Movie News

First image of Jesse Eisenberg as Lex Luthor in “Batman v Superman”

Entertainment Weekly got the comic book fans talking when they released the first official image of Jesse Eisenberg as billionaire Lex Luthor in Batman v Superman: Dawn of Justice.

The image shows Academy Award nominated actor sporting a shaved head and a menacing stare of someone who you wouldn’t want to cross. He also appears to be wearing scrubs that you would see from somebody in jail.

Jesse Eisenberg as Lex Luthor

Jesse Eisenberg as Lex Luthor (credit: Entertainment Weekly)

“He’s not any of the Lexes that you’ve seen, that’s for sure,” said director Zack Snyder in an interview with EW. “Other than him being a captain of industry and one person to the world and another person to himself. And bald, of course.” Snyder goes on to say, “Our Lex is disarming and he’s not fake. He says what he believes and he says what’s on his mind. If you can unravel the string and decipher what he means, it’s all there.”

When the news came out last summer that Eisenberg had been cast as Lex Luthor, the reaction was mixed, with the majority of the Internet panning the casting decision. Most complaints ranged from Eisenberg being too young, that he couldn’t play a serious role, or that he wouldn’t be bald.

Judging from the first picture we’ve learned the following:

  1. He’s bald.
  2. He looks pretty serious.
  3. His facial expression makes him look older than 29.

And most important of all:

Don’t judge a casting until you see the movie (Heath Ledger as the Joker, anyone?) So far, he looks the part. Now let’s see if he can act it.

Batman v Superman: Dawn of Justice releases world wide March 25, 2016.

4 replies »

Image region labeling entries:

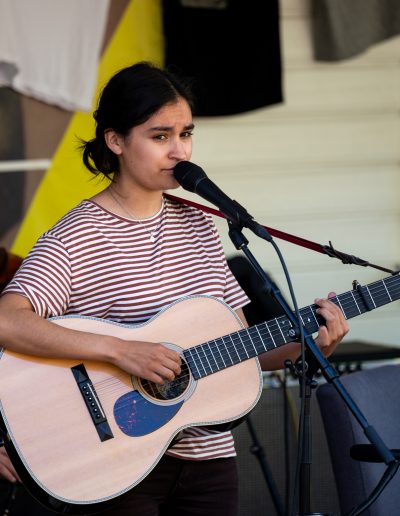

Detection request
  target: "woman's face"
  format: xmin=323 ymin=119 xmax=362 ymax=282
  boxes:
xmin=106 ymin=97 xmax=194 ymax=192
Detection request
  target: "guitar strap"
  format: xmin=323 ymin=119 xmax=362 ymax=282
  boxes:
xmin=164 ymin=193 xmax=398 ymax=274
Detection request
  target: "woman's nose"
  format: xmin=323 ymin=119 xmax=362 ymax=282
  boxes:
xmin=170 ymin=140 xmax=189 ymax=160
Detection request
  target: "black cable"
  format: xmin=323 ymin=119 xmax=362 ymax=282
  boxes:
xmin=270 ymin=240 xmax=306 ymax=515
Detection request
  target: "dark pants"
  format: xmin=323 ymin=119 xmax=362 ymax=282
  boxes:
xmin=99 ymin=455 xmax=238 ymax=516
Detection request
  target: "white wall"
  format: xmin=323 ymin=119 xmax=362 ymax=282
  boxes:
xmin=187 ymin=0 xmax=400 ymax=346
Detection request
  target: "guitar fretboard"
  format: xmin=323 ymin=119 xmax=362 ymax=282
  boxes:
xmin=184 ymin=275 xmax=400 ymax=380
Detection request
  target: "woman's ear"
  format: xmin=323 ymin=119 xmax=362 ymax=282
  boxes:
xmin=104 ymin=129 xmax=122 ymax=155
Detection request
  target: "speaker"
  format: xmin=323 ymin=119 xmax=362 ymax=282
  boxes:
xmin=233 ymin=382 xmax=339 ymax=516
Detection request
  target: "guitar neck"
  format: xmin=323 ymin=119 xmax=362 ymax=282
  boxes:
xmin=184 ymin=274 xmax=400 ymax=380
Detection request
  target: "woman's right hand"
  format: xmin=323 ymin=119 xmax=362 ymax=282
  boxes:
xmin=110 ymin=340 xmax=181 ymax=384
xmin=0 ymin=448 xmax=21 ymax=484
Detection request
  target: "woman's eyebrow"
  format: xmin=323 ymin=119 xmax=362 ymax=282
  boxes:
xmin=149 ymin=124 xmax=194 ymax=132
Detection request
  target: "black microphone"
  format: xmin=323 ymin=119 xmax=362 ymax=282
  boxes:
xmin=350 ymin=444 xmax=400 ymax=462
xmin=174 ymin=161 xmax=272 ymax=241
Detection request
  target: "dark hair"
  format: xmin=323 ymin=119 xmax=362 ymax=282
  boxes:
xmin=81 ymin=62 xmax=193 ymax=179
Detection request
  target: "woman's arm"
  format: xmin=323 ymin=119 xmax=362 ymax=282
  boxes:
xmin=0 ymin=294 xmax=181 ymax=383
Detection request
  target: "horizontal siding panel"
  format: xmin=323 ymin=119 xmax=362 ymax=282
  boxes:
xmin=281 ymin=17 xmax=400 ymax=70
xmin=193 ymin=113 xmax=400 ymax=166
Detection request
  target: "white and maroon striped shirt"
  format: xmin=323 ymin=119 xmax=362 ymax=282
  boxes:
xmin=3 ymin=199 xmax=248 ymax=460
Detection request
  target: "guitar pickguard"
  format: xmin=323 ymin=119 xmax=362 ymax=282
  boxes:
xmin=114 ymin=391 xmax=184 ymax=437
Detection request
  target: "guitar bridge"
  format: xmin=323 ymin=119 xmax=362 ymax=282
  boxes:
xmin=71 ymin=364 xmax=114 ymax=442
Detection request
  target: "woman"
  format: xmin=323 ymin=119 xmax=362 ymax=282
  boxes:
xmin=0 ymin=63 xmax=348 ymax=516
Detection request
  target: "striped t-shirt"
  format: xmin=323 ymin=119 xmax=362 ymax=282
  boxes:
xmin=4 ymin=199 xmax=248 ymax=460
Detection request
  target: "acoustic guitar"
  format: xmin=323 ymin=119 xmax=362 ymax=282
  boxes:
xmin=0 ymin=275 xmax=400 ymax=514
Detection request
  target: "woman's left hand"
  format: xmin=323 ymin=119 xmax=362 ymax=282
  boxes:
xmin=315 ymin=292 xmax=349 ymax=357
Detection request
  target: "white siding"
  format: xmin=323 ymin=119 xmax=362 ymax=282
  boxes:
xmin=187 ymin=0 xmax=400 ymax=345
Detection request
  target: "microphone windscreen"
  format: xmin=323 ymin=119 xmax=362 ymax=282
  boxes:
xmin=174 ymin=161 xmax=207 ymax=192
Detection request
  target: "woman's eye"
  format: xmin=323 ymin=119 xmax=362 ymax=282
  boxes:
xmin=182 ymin=131 xmax=193 ymax=138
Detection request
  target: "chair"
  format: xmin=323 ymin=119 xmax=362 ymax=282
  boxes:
xmin=317 ymin=365 xmax=400 ymax=516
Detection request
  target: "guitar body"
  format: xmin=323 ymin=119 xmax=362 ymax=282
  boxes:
xmin=0 ymin=296 xmax=262 ymax=513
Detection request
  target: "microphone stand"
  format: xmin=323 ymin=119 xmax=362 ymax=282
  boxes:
xmin=228 ymin=217 xmax=400 ymax=516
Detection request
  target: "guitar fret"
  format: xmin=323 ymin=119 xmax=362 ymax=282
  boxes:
xmin=350 ymin=290 xmax=362 ymax=315
xmin=274 ymin=318 xmax=286 ymax=342
xmin=336 ymin=296 xmax=347 ymax=319
xmin=238 ymin=332 xmax=250 ymax=358
xmin=365 ymin=285 xmax=376 ymax=308
xmin=221 ymin=337 xmax=234 ymax=365
xmin=228 ymin=335 xmax=240 ymax=364
xmin=184 ymin=348 xmax=202 ymax=380
xmin=214 ymin=341 xmax=227 ymax=367
xmin=260 ymin=322 xmax=278 ymax=348
xmin=383 ymin=281 xmax=393 ymax=302
xmin=205 ymin=342 xmax=219 ymax=371
xmin=239 ymin=328 xmax=258 ymax=358
xmin=248 ymin=326 xmax=266 ymax=355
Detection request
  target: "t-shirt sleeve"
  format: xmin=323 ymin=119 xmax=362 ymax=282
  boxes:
xmin=205 ymin=214 xmax=250 ymax=310
xmin=2 ymin=234 xmax=71 ymax=318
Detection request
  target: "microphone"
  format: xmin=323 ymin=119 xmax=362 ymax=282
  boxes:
xmin=174 ymin=161 xmax=272 ymax=241
xmin=350 ymin=444 xmax=400 ymax=462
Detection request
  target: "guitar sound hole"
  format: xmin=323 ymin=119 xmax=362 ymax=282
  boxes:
xmin=140 ymin=361 xmax=190 ymax=400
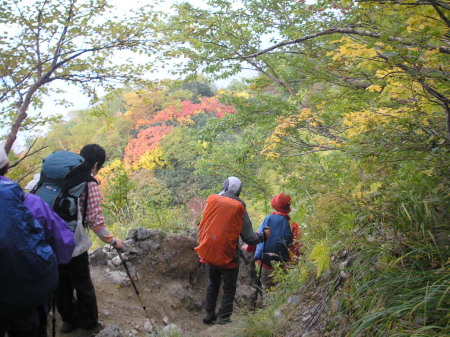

## [Stated exercise 1]
Answer these questions using the article above about Jesse Eisenberg as Lex Luthor.
(a) Which publication released the first official image of Eisenberg in the role?
(b) Who is named as the director of the film?
(c) On what date does the film release worldwide?
## [Stated exercise 2]
From the Lex Luthor article above, extract word for word the passage starting with "When the news" and going on through "1. He’s bald.".

## [Task answer 1]
(a) Entertainment Weekly
(b) Zack Snyder
(c) March 25, 2016

## [Task answer 2]
When the news came out last summer that Eisenberg had been cast as Lex Luthor, the reaction was mixed, with the majority of the Internet panning the casting decision. Most complaints ranged from Eisenberg being too young, that he couldn’t play a serious role, or that he wouldn’t be bald.

Judging from the first picture we’ve learned the following:

  1. He’s bald.